* _Directions for this task_
Retype the lines in the listing below exactly, starting with the line that contains "Identify the bird's tail" and going on through the end of the listing.

Data extracted from a collection:
──────────────────────────────
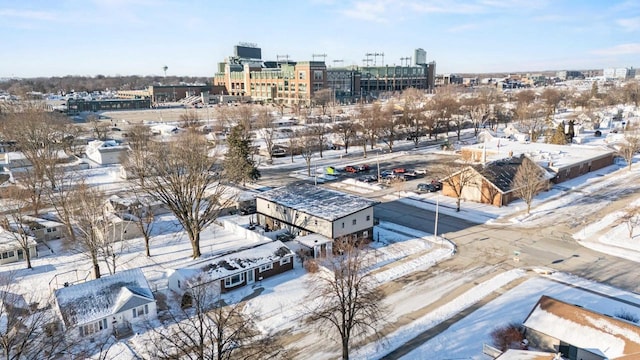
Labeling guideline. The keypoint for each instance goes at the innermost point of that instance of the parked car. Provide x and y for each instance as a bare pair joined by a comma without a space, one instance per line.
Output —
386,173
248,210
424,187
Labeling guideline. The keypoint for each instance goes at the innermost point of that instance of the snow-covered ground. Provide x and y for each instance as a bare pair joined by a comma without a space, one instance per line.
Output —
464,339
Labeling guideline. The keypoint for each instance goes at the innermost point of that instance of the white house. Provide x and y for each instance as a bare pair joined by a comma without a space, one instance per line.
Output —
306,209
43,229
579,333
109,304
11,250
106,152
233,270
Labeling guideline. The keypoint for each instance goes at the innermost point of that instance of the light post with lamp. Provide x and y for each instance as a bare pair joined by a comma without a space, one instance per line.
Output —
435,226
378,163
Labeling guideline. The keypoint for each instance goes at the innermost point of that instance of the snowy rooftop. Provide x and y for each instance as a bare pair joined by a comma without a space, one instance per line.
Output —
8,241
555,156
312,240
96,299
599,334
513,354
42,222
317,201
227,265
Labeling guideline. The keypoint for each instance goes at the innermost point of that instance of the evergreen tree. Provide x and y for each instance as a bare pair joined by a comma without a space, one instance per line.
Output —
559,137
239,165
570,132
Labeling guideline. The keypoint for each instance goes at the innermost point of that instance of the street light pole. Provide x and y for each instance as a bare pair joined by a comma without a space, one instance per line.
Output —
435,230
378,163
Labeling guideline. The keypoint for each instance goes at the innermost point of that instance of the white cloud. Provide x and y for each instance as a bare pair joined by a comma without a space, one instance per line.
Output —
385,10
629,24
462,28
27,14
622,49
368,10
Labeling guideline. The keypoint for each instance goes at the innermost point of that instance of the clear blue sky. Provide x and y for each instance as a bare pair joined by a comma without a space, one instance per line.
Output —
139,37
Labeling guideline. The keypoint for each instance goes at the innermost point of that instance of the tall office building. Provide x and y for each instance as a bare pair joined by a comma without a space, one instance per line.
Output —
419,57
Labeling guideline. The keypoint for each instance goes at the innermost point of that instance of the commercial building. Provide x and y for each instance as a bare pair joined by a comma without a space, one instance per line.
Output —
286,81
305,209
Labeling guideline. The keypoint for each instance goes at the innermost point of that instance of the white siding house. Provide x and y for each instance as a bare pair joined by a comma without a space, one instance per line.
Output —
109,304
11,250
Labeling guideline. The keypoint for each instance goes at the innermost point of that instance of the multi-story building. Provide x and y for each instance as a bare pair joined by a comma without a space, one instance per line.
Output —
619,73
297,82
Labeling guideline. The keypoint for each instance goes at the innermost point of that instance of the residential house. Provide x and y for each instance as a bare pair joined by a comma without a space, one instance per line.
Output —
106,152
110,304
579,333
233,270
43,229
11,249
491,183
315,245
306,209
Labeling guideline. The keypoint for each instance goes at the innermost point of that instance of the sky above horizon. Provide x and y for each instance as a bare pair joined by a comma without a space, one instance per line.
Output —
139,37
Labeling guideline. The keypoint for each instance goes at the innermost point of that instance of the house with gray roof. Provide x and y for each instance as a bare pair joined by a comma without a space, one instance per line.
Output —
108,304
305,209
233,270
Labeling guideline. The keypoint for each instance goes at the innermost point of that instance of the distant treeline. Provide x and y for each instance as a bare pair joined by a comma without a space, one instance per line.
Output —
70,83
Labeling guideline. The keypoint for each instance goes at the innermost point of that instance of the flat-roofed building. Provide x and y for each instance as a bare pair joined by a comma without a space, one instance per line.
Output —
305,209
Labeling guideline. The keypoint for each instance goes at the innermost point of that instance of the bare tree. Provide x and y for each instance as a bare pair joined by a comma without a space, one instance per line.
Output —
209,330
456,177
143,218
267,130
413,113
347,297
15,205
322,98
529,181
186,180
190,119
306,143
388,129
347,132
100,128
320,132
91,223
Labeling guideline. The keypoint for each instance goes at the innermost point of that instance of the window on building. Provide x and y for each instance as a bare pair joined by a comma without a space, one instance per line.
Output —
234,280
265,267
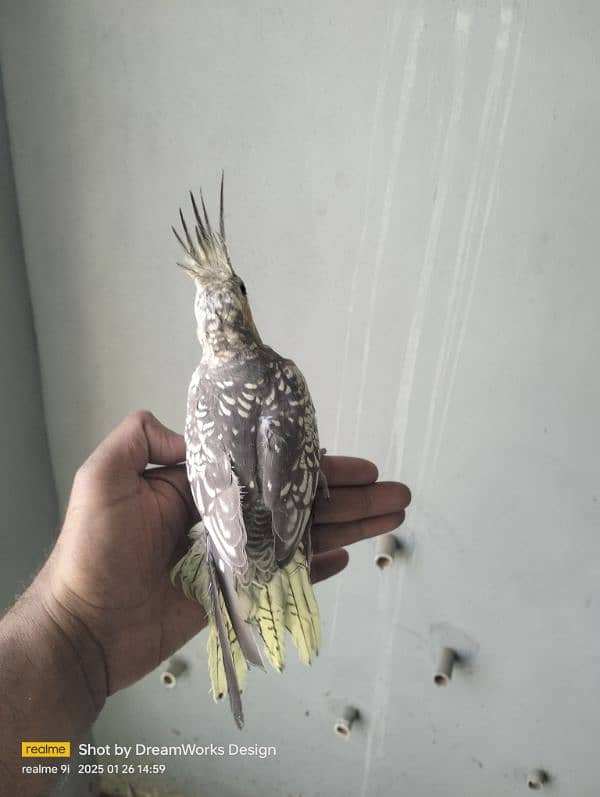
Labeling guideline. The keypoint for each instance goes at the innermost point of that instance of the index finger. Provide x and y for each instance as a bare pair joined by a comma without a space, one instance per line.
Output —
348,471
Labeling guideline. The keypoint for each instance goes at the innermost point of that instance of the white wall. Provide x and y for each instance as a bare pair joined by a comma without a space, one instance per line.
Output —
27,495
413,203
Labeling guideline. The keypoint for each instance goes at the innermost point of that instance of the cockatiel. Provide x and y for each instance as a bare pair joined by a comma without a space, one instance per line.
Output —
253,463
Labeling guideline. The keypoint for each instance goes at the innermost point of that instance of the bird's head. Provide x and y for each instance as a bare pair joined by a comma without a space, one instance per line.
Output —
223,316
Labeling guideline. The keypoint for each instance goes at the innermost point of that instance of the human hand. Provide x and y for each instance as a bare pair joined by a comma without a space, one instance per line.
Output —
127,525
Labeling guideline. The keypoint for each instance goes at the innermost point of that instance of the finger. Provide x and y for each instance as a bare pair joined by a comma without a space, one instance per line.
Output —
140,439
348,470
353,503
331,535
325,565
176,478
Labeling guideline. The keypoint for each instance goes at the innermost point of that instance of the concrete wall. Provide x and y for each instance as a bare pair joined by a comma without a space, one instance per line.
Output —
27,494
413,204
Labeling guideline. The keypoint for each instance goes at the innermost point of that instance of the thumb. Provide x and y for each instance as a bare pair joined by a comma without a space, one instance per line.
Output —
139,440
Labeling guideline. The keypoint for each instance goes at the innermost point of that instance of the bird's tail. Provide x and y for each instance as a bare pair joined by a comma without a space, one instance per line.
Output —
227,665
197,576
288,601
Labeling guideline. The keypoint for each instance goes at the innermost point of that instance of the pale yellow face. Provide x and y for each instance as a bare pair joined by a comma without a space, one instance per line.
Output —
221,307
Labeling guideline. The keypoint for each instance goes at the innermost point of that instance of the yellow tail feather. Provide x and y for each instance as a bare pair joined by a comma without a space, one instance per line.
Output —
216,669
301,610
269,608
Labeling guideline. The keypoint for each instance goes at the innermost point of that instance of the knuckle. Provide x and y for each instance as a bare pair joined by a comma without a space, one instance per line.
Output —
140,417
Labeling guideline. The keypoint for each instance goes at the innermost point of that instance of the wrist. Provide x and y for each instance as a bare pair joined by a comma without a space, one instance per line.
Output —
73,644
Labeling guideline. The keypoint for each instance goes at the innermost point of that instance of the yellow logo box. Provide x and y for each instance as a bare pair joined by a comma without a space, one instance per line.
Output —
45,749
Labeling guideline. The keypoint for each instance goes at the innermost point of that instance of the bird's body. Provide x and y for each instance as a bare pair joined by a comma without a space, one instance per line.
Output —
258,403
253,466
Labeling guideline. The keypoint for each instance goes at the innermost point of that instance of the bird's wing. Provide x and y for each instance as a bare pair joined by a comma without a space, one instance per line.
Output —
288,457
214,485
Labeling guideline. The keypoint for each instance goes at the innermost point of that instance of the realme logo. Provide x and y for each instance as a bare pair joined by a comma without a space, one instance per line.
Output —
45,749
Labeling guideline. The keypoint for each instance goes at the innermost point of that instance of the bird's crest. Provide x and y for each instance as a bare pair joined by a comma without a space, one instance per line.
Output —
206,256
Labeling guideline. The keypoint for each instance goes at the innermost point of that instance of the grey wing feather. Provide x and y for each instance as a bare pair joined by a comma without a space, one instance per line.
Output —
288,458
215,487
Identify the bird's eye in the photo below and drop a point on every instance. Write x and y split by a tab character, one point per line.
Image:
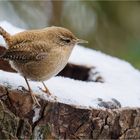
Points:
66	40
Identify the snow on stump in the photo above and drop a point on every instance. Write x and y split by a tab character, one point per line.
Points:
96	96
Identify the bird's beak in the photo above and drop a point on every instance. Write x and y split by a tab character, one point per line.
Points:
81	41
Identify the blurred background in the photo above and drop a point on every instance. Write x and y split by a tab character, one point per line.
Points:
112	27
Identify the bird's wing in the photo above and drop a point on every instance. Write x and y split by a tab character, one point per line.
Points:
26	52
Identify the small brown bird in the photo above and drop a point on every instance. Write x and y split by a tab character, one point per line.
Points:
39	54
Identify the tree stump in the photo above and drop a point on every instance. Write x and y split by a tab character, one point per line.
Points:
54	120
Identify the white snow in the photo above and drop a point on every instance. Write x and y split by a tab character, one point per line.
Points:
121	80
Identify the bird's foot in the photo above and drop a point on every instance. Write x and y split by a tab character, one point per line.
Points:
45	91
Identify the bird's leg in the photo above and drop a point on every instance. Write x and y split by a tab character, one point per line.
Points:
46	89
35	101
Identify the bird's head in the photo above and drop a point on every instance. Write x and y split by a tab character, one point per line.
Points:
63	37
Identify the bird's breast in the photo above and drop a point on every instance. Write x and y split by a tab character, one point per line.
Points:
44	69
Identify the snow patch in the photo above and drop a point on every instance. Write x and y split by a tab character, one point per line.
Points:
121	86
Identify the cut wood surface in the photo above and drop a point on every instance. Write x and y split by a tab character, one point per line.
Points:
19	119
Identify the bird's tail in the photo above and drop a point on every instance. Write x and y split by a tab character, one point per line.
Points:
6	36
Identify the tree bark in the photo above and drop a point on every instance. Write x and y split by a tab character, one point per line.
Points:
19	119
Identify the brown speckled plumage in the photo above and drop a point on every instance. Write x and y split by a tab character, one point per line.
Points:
──────────────────────────────
* _Response_
Identify the bird's tail in the photo above and drop a point on every instance. Write x and y split by a tab character, one point per line.
Points:
6	36
Identify the tree bark in the photo above and drop a point on every instance. Write x and y split by a tab character, one point per line.
Points:
19	119
Identify the brown speckled plumage in the photo above and drop a point on every instance. Write x and y split by a tab character, one point per line.
Points:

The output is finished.